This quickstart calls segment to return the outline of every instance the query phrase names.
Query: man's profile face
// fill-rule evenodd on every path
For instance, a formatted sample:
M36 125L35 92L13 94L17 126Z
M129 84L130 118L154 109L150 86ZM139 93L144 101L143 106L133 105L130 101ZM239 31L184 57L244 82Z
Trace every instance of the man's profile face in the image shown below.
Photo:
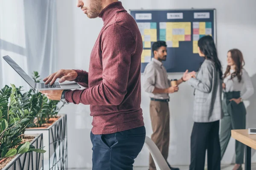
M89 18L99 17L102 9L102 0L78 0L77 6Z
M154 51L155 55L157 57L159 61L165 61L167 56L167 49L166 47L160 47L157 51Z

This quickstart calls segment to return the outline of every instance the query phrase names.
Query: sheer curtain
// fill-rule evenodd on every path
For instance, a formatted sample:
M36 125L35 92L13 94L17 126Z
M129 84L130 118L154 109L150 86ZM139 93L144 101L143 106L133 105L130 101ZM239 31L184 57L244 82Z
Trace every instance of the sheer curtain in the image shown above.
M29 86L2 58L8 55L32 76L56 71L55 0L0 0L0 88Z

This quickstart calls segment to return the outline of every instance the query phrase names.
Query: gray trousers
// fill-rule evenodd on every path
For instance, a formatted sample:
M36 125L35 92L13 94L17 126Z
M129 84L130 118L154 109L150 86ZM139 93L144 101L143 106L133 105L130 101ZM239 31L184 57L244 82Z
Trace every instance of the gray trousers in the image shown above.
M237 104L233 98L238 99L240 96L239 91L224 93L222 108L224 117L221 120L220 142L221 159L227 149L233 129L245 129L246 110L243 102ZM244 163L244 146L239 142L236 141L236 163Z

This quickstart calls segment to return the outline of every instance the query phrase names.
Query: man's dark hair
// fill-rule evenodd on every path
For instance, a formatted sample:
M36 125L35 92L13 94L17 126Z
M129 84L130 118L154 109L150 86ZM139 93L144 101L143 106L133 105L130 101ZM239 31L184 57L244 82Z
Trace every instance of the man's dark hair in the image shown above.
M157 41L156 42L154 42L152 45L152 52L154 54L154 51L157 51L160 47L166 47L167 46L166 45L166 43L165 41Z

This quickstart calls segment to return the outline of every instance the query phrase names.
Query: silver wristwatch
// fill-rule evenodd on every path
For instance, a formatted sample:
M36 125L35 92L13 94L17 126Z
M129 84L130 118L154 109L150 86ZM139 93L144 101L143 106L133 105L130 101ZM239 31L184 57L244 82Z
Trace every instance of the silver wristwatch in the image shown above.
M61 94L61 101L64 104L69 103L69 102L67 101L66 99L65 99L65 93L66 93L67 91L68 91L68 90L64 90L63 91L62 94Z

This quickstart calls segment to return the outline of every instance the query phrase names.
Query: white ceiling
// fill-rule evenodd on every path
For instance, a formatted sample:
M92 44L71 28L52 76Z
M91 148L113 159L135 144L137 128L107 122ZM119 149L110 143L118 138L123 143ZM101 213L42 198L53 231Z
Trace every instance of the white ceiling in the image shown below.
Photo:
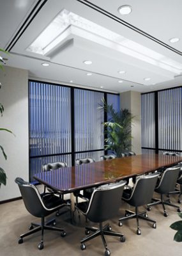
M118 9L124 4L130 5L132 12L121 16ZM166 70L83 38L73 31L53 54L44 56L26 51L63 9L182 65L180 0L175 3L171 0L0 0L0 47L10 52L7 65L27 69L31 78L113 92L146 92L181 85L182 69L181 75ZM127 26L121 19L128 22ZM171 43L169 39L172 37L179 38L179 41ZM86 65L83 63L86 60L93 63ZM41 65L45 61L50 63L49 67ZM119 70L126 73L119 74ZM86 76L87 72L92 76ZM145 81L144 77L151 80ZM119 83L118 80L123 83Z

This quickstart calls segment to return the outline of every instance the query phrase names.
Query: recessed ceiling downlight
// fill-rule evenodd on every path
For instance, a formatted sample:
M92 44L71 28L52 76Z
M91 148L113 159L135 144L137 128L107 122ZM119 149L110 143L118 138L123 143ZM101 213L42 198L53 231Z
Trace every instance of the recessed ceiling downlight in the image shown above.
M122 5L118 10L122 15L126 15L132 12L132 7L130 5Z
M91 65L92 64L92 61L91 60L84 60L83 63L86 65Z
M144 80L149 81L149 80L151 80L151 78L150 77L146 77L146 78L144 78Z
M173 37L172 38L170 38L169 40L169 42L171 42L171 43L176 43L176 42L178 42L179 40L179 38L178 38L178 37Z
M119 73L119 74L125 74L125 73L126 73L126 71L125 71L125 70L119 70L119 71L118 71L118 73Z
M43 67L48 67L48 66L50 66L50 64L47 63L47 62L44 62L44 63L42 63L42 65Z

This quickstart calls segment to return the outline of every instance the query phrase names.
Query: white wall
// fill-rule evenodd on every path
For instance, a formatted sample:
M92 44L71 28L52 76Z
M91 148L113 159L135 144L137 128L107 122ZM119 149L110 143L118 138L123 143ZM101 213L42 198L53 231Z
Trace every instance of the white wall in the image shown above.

▬▬▬▬▬▬

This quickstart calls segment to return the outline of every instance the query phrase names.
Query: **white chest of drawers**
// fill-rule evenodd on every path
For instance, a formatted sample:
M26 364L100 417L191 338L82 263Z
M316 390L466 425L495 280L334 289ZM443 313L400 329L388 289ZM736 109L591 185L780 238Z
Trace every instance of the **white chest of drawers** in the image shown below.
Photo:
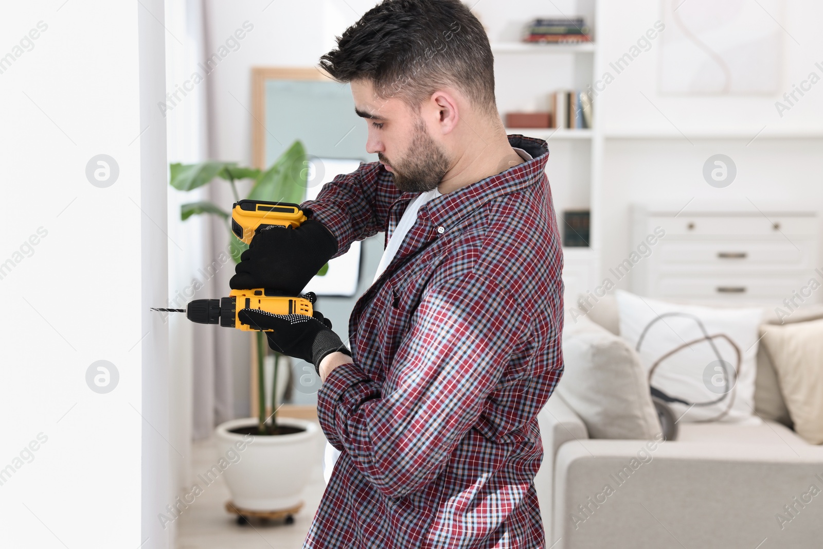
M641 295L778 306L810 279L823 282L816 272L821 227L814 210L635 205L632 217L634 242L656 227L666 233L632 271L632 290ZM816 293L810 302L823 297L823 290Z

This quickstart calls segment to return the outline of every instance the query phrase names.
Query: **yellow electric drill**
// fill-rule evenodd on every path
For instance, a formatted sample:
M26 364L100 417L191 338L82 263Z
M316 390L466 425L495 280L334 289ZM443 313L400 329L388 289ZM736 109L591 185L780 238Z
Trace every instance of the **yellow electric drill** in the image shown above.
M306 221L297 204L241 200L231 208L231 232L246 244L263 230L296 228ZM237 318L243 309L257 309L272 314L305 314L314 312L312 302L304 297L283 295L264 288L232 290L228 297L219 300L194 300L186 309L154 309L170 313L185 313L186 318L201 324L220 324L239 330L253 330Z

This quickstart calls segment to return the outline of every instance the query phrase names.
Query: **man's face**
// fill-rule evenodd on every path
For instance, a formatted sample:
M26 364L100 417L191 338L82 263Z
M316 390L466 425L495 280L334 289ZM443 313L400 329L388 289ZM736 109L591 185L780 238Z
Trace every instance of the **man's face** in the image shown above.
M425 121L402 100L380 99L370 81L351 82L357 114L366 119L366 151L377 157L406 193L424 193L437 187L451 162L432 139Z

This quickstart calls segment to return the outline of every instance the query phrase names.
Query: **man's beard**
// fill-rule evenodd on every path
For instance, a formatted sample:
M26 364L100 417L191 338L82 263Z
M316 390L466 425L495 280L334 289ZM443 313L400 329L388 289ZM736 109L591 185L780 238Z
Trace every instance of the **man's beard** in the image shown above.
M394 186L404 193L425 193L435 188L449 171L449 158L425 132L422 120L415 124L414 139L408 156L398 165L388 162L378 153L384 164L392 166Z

▬▬▬▬▬▬

> **Work to do**
Return each line from the entries above that contains the word "trousers", copying every such line in full.

> **Final answer**
Query: gray trousers
Trace every instance of the gray trousers in the image shown above.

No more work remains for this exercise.